» **EXCERPT**:
##############################
Applied Biological Statistics with R

UNM Course BIOL 519.



Biostats for the 21st Century

Living systems are complex. Myriad interacting parts, transient and latent processes, and continuous adaptation to changing conditions occur at nearly every level of biological organization.

Complex biological systems yield complicated data, presenting challenges for data analysis. Often, the assumptions and requirements of standard statistical methods simply don't apply. Yet, until very recently, textbooks and courses on biological statistics have focused almost entirely on standard methods. This has led to misunderstanding and false confidence, and ultimately in some cases, to conflict between the goals and methods of analysis, and improper interpretation of results.

Biologists, faced with difficult data, have turned to Free and Open Source software as an aid to analysis. A virtually unlimited pool of developers gives FOSS the advantage over commercial software -- FOSS support for obscure and specialized methods is unparalleled. R in particular is popular among biologists. But as a programming language, R can be difficult for non-programmers to master. R was built by statisticians, who expected users to be well-versed in both stats and programming. Few biologists have those backgrounds, and learning R has become a common additional challenge to data analysis.
##############################
» **TASK REQUIREMENTS**:
1. Can you copy the BIOL 519 course description word for word, starting at "Applied Biological Statistics" and ending at "of biological organization."?
2. How would the BIOL 519 course description go on after its last sentence? Write the next part.
##############################
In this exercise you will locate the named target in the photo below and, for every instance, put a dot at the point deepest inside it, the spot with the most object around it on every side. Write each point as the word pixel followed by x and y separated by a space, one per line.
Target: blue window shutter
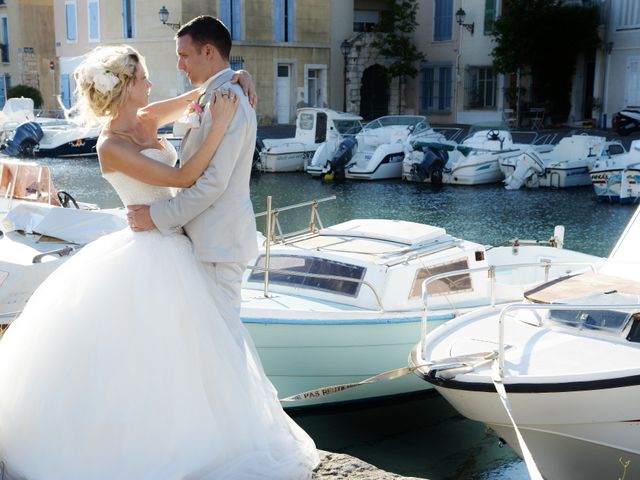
pixel 236 20
pixel 278 20
pixel 291 21
pixel 225 14
pixel 65 89
pixel 3 91
pixel 94 19
pixel 70 10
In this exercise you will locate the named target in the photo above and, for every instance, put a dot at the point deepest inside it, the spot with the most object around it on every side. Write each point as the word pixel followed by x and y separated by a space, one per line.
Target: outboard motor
pixel 432 164
pixel 256 154
pixel 25 138
pixel 341 158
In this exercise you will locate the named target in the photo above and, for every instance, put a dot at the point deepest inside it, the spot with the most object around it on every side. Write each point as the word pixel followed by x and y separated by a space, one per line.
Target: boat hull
pixel 305 355
pixel 560 430
pixel 619 186
pixel 285 161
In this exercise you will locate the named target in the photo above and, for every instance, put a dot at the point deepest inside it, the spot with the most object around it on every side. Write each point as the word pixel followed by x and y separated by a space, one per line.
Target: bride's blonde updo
pixel 102 82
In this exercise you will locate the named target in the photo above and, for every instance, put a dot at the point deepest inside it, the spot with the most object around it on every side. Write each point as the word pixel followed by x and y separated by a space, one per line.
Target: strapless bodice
pixel 135 192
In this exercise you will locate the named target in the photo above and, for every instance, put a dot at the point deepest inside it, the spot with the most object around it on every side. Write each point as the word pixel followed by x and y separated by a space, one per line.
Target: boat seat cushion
pixel 581 285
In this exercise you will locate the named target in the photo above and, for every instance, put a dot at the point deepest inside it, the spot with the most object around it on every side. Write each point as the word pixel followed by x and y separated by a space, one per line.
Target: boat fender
pixel 431 166
pixel 25 138
pixel 344 153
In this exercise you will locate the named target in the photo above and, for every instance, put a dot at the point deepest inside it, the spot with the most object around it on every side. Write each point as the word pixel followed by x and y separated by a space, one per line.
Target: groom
pixel 216 211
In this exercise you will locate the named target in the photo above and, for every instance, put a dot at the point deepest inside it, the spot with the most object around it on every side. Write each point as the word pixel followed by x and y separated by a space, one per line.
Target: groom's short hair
pixel 207 29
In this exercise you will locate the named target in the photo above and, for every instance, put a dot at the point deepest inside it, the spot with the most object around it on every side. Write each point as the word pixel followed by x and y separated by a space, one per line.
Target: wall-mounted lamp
pixel 460 14
pixel 164 16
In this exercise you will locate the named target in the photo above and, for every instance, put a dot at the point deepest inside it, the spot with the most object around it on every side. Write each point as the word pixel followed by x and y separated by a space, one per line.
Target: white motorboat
pixel 566 165
pixel 557 377
pixel 36 238
pixel 344 303
pixel 381 147
pixel 314 126
pixel 617 179
pixel 474 161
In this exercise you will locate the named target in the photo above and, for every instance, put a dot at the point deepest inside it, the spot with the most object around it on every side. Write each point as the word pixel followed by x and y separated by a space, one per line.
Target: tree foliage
pixel 396 42
pixel 545 38
pixel 26 91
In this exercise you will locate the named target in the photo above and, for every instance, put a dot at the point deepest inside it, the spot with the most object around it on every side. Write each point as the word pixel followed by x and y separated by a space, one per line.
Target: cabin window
pixel 607 320
pixel 312 265
pixel 454 284
pixel 350 127
pixel 306 121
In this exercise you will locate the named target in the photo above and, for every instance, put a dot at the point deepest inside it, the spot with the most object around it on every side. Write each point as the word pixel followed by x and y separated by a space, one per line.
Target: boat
pixel 566 165
pixel 617 179
pixel 30 139
pixel 314 126
pixel 380 148
pixel 342 303
pixel 558 376
pixel 474 161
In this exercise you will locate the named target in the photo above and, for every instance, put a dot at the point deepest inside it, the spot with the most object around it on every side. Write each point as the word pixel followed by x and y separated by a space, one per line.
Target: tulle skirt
pixel 120 367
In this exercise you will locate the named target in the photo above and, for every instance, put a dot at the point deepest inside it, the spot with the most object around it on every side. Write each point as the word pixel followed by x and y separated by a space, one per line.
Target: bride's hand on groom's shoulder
pixel 223 106
pixel 246 83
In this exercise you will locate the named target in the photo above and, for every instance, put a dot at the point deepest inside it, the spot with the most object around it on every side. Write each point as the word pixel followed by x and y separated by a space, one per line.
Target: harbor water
pixel 420 435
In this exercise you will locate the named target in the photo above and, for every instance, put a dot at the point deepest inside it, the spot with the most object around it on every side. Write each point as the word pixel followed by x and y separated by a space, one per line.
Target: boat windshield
pixel 311 265
pixel 613 321
pixel 347 127
pixel 390 120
##############################
» **ANSWERS FOR THE EXERCISE**:
1.
Applied Biological Statistics with R

UNM Course BIOL 519.



Biostats for the 21st Century

Living systems are complex. Myriad interacting parts, transient and latent processes, and continuous adaptation to changing conditions occur at nearly every level of biological organization.

2.
The aim of this course is to help rectify this situation by introducing students to statistical methods better suited to the kinds of analytical problems encountered by biologists, while also imparting essential skills for working with R.

Difficult analytical issues commonly encountered in biology include:

  • small sample sizes
  • huge sample sizes
  • missing data
  • unbalanced designs
  • spatially nested designs
  • repeated measures
  • non-constant error variance
  • non-Normal error distributions
  • too many zeros (e.g. species absence)
  • random covariates
  • multiple uncontrolled or unquantified confounding variables.


The Applied Biostatistics course will zero-in on recent advances in statistical modeling, while addressing common errors in the application of statistics by biologists. To achieve this goal, the course will build on material typical of introductory statistics courses. For this reason, participation will be limited to students who have completed an introductory statistics course.


Course Requirements

(To receive instructor approval)

  1. Have completed one or more college courses in introductory statistics
  2. Demonstrate equivalent knowledge of an introductory statistics course
  3. Provide your UNM ID

To request instructor approval, click the "Send Permission Request" link below, which will open an email message to Professor Fuller. Include information about your Course Requirements and your UNM ID in your message.

Send Permission Request


Course Topics

The course is designed to appeal to students in evolutionary biology, molecular biology, and ecology. For the Fall 2016 edition of this course, I intend to cover the following topics. This is a preliminary list that may change.

Statistical Topics
  • Experimental Design
  • Linear Mixed Models (models with fixed and random factors)
  • Logistic Regression (Generalized Models)
  • Smoothing methods (e.g. splines)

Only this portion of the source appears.